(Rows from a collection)
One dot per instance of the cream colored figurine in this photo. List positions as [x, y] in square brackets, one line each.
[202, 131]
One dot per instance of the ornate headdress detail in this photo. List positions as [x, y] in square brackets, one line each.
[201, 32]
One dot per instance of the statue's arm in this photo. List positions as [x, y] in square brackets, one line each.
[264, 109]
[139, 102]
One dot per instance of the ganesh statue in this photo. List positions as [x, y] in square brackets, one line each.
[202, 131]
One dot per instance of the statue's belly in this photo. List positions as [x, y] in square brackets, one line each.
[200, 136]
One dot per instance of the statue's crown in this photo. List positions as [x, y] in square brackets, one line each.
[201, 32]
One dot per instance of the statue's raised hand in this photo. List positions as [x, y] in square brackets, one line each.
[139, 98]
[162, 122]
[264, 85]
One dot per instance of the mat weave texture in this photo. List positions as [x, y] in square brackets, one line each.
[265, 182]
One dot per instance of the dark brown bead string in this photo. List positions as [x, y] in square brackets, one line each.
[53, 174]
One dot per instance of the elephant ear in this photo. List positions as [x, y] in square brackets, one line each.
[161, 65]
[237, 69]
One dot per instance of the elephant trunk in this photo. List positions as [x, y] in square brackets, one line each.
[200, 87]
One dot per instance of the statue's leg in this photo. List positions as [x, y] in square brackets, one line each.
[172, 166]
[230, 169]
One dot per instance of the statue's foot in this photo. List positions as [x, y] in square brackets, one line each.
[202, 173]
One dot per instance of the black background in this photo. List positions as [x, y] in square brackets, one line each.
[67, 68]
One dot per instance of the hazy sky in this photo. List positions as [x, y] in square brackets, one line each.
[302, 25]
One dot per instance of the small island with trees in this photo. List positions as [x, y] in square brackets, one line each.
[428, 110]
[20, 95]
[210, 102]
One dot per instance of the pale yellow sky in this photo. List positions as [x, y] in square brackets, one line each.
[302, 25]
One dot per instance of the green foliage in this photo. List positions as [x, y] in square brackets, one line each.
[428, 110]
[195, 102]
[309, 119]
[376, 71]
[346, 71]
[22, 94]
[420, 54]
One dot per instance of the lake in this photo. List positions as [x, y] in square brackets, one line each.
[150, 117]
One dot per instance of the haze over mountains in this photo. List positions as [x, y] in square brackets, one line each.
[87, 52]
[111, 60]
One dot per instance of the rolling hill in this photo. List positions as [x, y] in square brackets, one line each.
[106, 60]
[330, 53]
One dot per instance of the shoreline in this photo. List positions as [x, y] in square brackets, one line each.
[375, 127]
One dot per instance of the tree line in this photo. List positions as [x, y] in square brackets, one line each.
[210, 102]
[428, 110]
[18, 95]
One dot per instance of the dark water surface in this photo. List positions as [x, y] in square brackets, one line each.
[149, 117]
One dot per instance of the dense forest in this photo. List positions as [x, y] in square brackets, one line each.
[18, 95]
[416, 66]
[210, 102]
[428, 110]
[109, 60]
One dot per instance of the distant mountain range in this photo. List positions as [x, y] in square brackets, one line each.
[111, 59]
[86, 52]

---

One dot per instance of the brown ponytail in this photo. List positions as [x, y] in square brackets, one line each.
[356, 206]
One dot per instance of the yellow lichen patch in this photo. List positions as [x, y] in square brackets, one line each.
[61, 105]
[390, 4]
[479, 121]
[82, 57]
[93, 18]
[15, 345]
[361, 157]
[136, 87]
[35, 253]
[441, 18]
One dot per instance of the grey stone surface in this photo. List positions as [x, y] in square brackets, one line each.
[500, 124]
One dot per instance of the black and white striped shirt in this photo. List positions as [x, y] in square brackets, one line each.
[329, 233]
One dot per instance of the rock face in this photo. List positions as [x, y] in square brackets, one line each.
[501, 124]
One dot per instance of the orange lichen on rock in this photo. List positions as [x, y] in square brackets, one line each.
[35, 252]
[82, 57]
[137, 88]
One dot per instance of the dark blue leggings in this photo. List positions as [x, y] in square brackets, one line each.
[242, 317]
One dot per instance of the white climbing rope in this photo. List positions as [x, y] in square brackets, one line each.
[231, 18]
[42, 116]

• Given exercise
Which lines in the rows above contain the word "lichen"? Pull out each of those lines in full.

• Exercise result
One dot per instance of the yellow lichen patch in this photo. List positions as [x, y] in square brackets, one line each.
One dot per instance of the orange lichen on rock in this photo. List positions as [x, y] in square brackets, one line each.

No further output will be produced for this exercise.